# Work to do
(A) Please render this sentence from the biography of Samuel Adolphus Madison, Jr. into Spanish: "Madison made the Pro Bowl for four straight years from 1999 to 2002."
(B) Write the next part of the biography of Samuel Adolphus Madison, Jr., picking up after its final sentence.

# Extract to read
--- Start ---
Samuel Adolphus Madison, Jr. (born April 23, 1974) is an American football coach and former cornerback who is the cornerbacks coach and pass game specialist for the Miami Dolphins of the National Football League (NFL). He previously served as the secondary/cornerbacks coach for the Kansas City Chiefs.  He played college football at the University of Louisville, and was drafted by the Miami Dolphins in the second round of the 1997 NFL Draft.  A four-time Pro Bowl selection, Madison also played for the New York Giants.  He has won two Super Bowls, Super Bowl XLII as a player with the Giants and Super Bowl LIV as an assistant coach with the Chiefs.

Early years
Madison attended Florida A&M University Developmental Research School where he played wide receiver and defensive back. Aside from football he also lettered in basketball, baseball and track and field.

College career
Madison played college football for the University of Louisville. Madison was a three-year starter for the Cardinals and set the school records for interceptions with 16 and passes defended with 44. As a junior, he earned third-team All-America selection after recording 65 tackles, two sacks, 13 passes defensed and seven interceptions. As a senior, he was named a second-team All-America and first-team All-Conference USA after finishing with 52 tackles, two sacks, six interceptions and 16 passes defensed.

Professional career

Miami Dolphins
The Miami Dolphins selected Madison in the second round (44th overall) of the 1997 NFL Draft. Madison was the eighth cornerback drafted in 1997.

Madison made the Pro Bowl for four straight years from 1999 to 2002. On March 1, 2006 the Dolphins released him. He finished his career with the Dolphins starting 127 of 138 games, recording 353 tackles, a sack, 31 interceptions and two touchdowns.
--- End ---
# Collected data
--- Start ---
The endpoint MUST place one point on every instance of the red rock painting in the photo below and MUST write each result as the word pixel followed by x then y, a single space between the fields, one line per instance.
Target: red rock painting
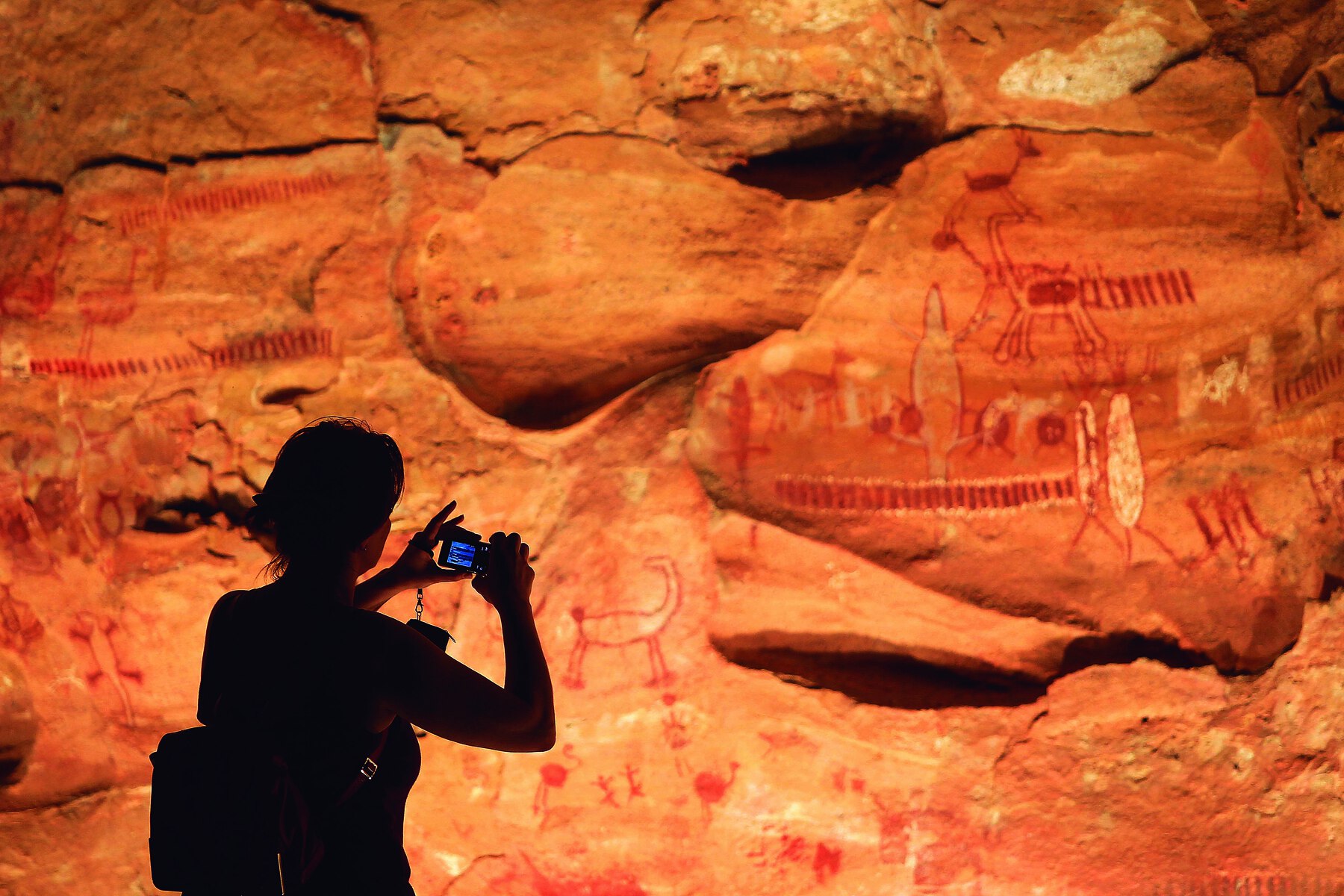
pixel 925 414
--- End ---
# Written answers
(A) Madison fue seleccionado para el Pro Bowl durante cuatro años consecutivos, de 1999 a 2002.

(B)
For much of his career as a Miami Dolphin, Sam Madison played alongside fellow cornerback Patrick Surtain. During their time together, Madison and Surtain were one of the most prolific cornerback tandems in NFL history, posting a combined 697 tackles, 7.5 sacks, 60 interceptions, and 2 touchdowns.

New York Giants
Madison  signed a four-year contract with the New York Giants on March 10, 2006. He earned a Super Bowl ring with the Giants in Super Bowl XLII against the New England Patriots.

Madison appeared in just seven games for the Giants in 2008, recording eight tackles and an interception. He was placed on season-ending injured reserve with a broken ankle on December 30. He was released on February 9, 2009.

NFL statistics

Regular Season

Coaching career

Kansas City Chiefs
On February 19, 2019, Madison was hired as the secondary and cornerbacks coach of the Kansas City Chiefs. In his first year as coach, Madison won Super Bowl LIV against the San Francisco 49ers. The Super Bowl win was his second win and first as a coach.

Miami Dolphins
On February 18, 2022, the Miami Dolphins announced they hired Madison as their cornerbacks coach and pass game coordinator.

Personal
Madison and his wife, Saskia, have two sons, Kellen and Kaden, and a daughter Kennedy. He donated a kidney to his daughter, who was three days shy of her 11th birthday, when both of hers were failing in 2016. His house was featured on an episode of MTV Cribs.  In 2019, Madison worked for WTVX as a Miami Dolphins analyst.

References

External links
Official Website
New York Giants bio

1974 births
Living people
American Conference Pro Bowl players
American football cornerbacks
Kansas City Chiefs coaches
Louisville Cardinals football players
Miami Dolphins players
New York Giants players
People from Thomasville, Georgia
Players of American football from Georgia (U.S. state)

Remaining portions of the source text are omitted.